» PODANY FRAGMENT
_ _ _ _ _ _ _

Jestem istotą zasypiającą obecnie nawet na stojąco.
Obficie nakarmiona kaloryczną sałatką, napojona gorącą herbatą zieloną z jaśminem, mrużę oczy w świetle stojącego wysoko słońca i bardzo, bardzo, bardzo chcę coś napisać, ale myśli zupełnie nie przyklejają się do słów.
Hanka!
Co?
PUDŁO!
Mniej więcej tak się czuję. Zmasakrowana przez pudła, piramidy, tony, sterty pudeł różnej wielkości i koloru. Zepchnięte w czarną otchłań garderoby udają, że ich nie ma. Ale ja swoje wiem. Ona tam są i przyjdzie moment, w którym trzeba będzie stawić im czoła.
Może jednak jutro, a najlepiej pojutrze.
Na razie muszę odpocząć, nacieszyć się pełną dezorganizacją, chaosem, barkiem przedmiotów, które nie są do życia absolutnie potrzebne. Pustymi półkami i ścianami. Echem.
Umyć okna i podłogi.
Albo chociaż tylko podłogi.
Wyspać się. Borze najzieleńszy – WYSPAĆ SIĘ!
Jak się zatrzymuje czas?
Jakoś nagle zdjęcia przestały wystarczać, pokazują sterty wszystkiego, cztery uśmiechnięte i wymęczone twarze, dwa drinki, bo mieliśmy tylko dwie szklanki (pozostałe dziesięć podstępnie ukryło się w otchłani szafki), dziurę w ścianie i liść na drzwiach, i krowę na parapecie, rozpłaszczoną, bo z pustym brzuszkiem, ale to mało. Mało mi, mało.

_ _ _ _ _ _ _

» WYODRĘBNIONE DANE
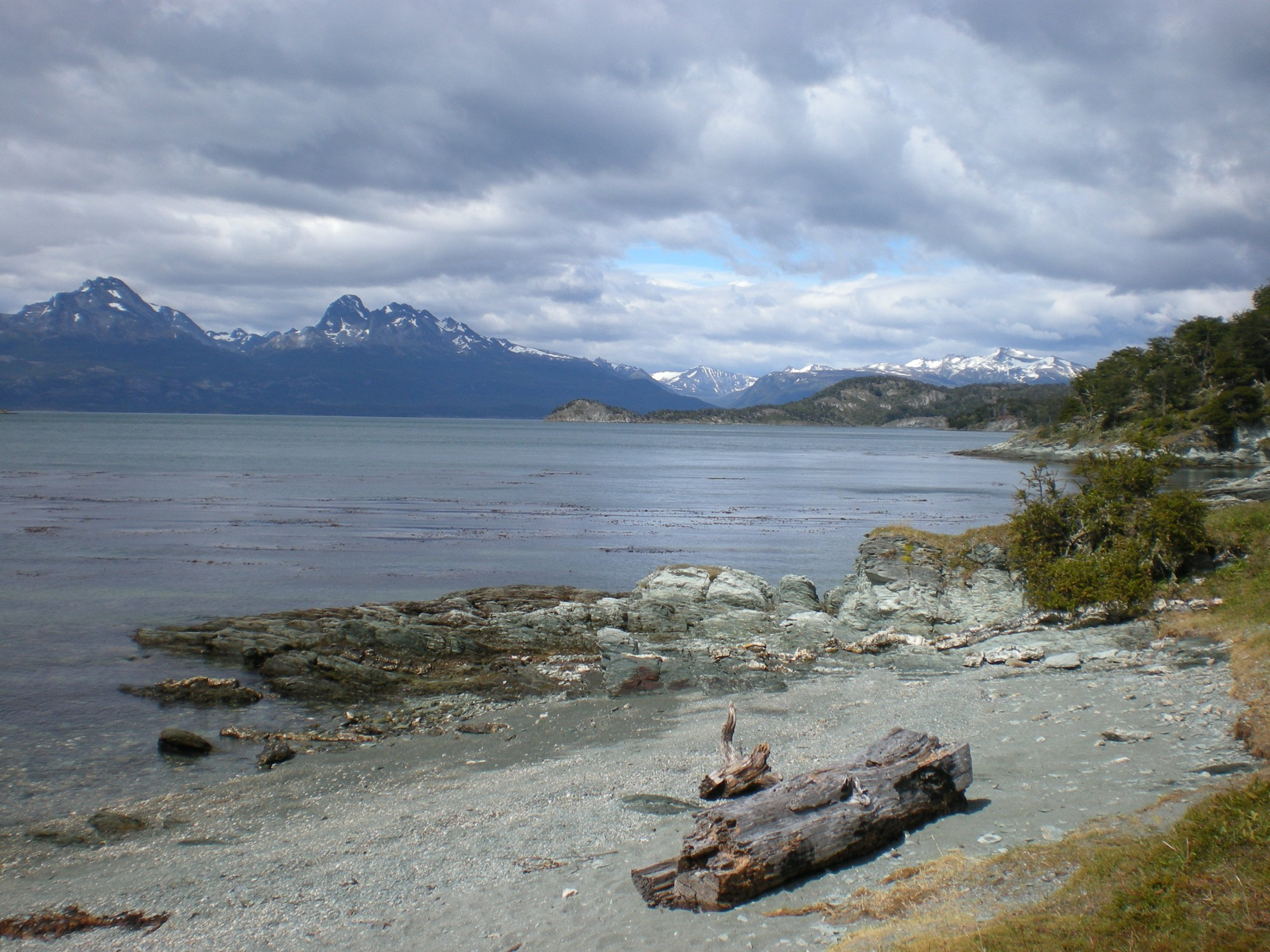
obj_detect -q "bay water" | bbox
[0,413,1026,826]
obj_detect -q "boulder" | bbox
[826,529,1027,636]
[119,677,264,706]
[27,816,102,847]
[1045,651,1081,671]
[776,575,820,618]
[159,727,213,757]
[88,810,150,839]
[706,569,776,612]
[255,737,296,770]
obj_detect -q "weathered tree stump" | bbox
[631,727,973,910]
[700,701,781,800]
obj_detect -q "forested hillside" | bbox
[1062,284,1270,447]
[547,377,1067,430]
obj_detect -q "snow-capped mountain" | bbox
[861,347,1085,386]
[726,347,1085,407]
[0,278,206,341]
[0,278,707,418]
[650,367,758,402]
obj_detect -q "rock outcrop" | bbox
[826,529,1027,637]
[119,677,264,707]
[133,585,621,702]
[955,426,1270,466]
[545,400,646,423]
[1200,468,1270,505]
[135,531,1041,703]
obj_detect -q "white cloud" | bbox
[0,0,1270,371]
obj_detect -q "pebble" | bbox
[1045,651,1081,670]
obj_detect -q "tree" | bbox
[1008,448,1209,616]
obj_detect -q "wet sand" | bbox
[0,649,1251,952]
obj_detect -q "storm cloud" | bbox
[0,0,1270,372]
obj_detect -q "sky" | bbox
[0,0,1270,373]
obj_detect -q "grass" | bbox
[806,503,1270,952]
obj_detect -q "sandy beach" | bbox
[0,630,1252,952]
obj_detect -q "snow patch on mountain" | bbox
[649,367,758,400]
[861,347,1085,386]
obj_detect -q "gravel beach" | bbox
[0,630,1253,952]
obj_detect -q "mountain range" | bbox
[0,278,1082,419]
[0,278,707,419]
[653,348,1085,407]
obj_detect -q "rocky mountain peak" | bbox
[0,278,203,341]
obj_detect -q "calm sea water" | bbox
[0,413,1024,825]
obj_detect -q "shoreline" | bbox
[0,630,1255,952]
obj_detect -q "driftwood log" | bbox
[631,727,972,910]
[700,701,781,800]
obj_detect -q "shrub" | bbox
[1008,448,1209,614]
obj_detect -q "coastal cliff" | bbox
[135,528,1199,724]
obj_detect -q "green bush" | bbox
[1008,449,1209,614]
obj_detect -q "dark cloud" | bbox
[0,0,1270,369]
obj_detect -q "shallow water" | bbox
[0,413,1025,824]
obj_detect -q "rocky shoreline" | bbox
[122,528,1229,749]
[954,426,1270,467]
[0,528,1256,952]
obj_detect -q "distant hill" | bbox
[715,348,1083,407]
[0,278,707,419]
[546,377,1068,432]
[1060,284,1270,457]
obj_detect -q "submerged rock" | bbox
[826,529,1027,636]
[255,737,296,770]
[88,810,150,839]
[119,677,264,706]
[135,585,612,702]
[159,727,213,757]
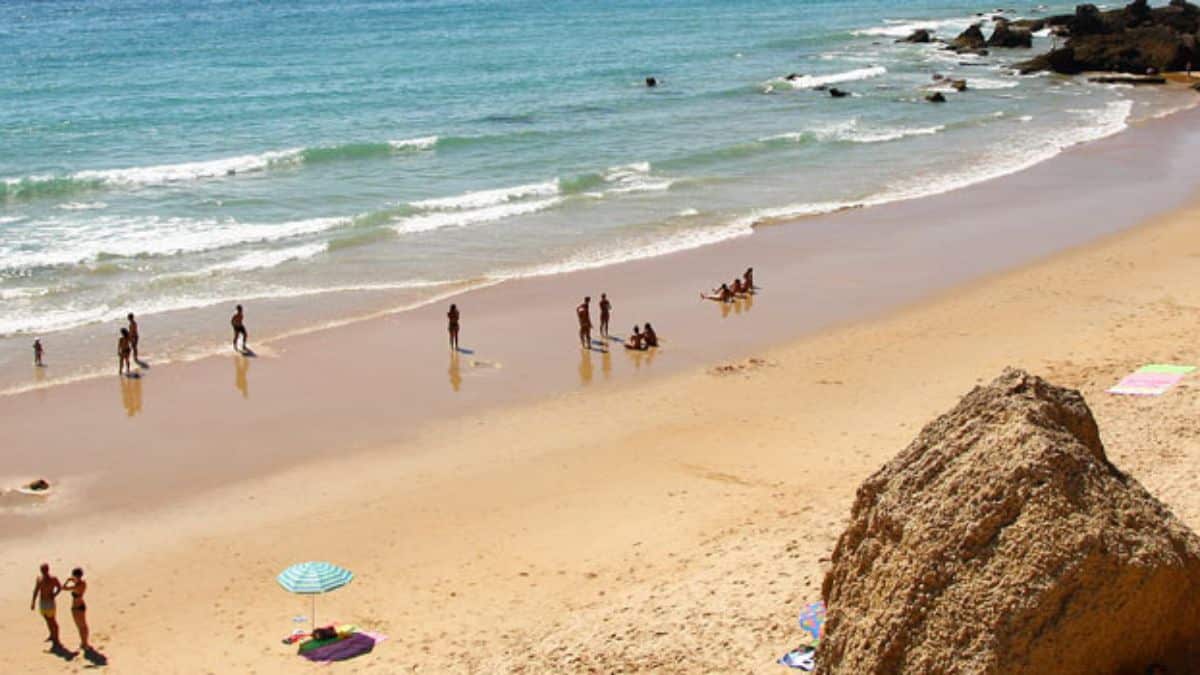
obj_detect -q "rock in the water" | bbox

_ _ _ _ _ _ _

» ZADANIA DO WYKONANIA
1 - Odpowiedz na podstawie podanego fragmentu:
(a) Jaką herbatę wymienia tekst?
(b) Dokąd zostały zepchnięte pudła?
(c) Ile szklanek mieli do dyspozycji przy drinkach?
2 - Wymień wszystko, co według podanego fragmentu widać na zdjęciach.
3 - Przepisz z podanego fragmentu tekst, zaczynając od „Może jednak jutro, a” i kończąc na „się zatrzymuje czas?”.

» ODPOWIEDZI DO ZADAŃ
1 -
(a) Gorącą herbatę zieloną z jaśminem.
(b) W czarną otchłań garderoby.
(c) Tylko dwie, bo pozostałe dziesięć ukryło się w otchłani szafki.

2 -
- sterty wszystkiego
- cztery uśmiechnięte i wymęczone twarze
- dwa drinki
- dziura w ścianie
- liść na drzwiach
- krowa na parapecie

3 -
Może jednak jutro, a najlepiej pojutrze.
Na razie muszę odpocząć, nacieszyć się pełną dezorganizacją, chaosem, barkiem przedmiotów, które nie są do życia absolutnie potrzebne. Pustymi półkami i ścianami. Echem.
Umyć okna i podłogi.
Albo chociaż tylko podłogi.
Wyspać się. Borze najzieleńszy – WYSPAĆ SIĘ!
Jak się zatrzymuje czas?